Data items
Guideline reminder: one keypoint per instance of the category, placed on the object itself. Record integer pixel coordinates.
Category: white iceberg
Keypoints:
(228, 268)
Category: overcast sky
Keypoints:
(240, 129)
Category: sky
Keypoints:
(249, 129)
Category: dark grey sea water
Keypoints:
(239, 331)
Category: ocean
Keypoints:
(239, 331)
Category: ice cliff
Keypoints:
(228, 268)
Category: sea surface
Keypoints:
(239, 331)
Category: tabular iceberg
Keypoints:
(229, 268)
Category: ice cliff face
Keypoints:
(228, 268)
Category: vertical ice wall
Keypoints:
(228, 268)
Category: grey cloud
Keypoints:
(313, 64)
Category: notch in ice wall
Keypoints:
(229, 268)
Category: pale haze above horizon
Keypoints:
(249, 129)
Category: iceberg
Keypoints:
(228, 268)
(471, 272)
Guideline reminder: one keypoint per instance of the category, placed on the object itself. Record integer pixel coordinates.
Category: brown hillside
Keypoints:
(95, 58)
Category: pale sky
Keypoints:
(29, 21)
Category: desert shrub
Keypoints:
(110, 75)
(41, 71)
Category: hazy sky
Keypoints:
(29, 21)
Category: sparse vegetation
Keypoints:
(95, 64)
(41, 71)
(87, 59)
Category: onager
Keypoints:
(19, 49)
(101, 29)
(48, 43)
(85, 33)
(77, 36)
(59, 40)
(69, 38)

* * *

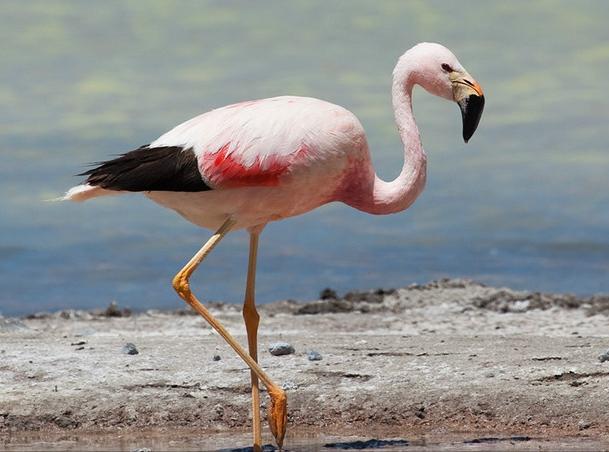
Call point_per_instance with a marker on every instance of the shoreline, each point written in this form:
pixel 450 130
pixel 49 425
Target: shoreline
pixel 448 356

* * *

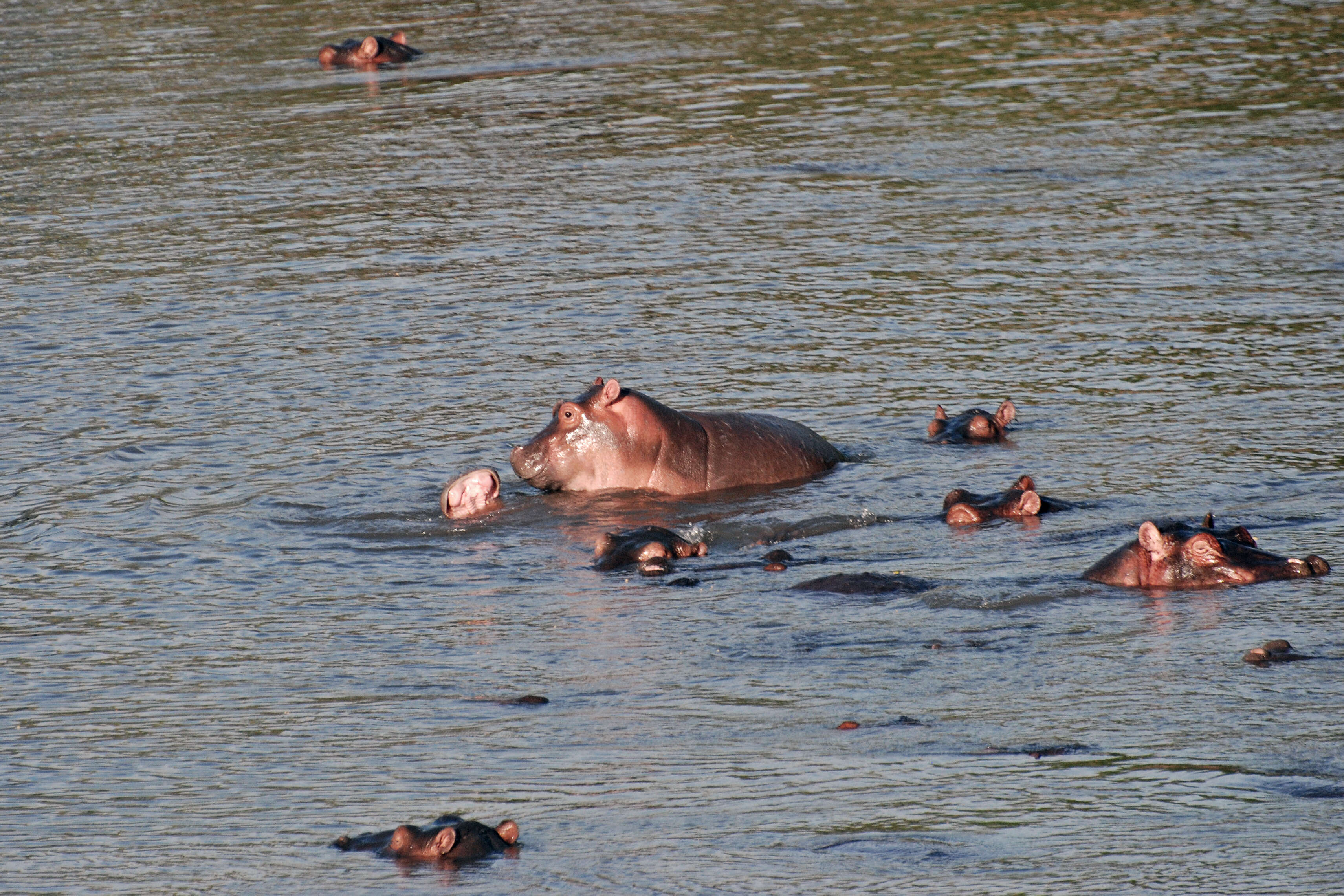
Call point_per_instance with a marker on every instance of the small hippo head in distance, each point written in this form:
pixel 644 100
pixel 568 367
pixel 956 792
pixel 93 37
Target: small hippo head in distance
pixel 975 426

• _WHAT TO WORK ON_
Find the word "iceberg" in the records. Copy every line it appears in.

• _COMPLETED EXERCISE_
Category: white iceberg
Category: tabular iceberg
Category: iceberg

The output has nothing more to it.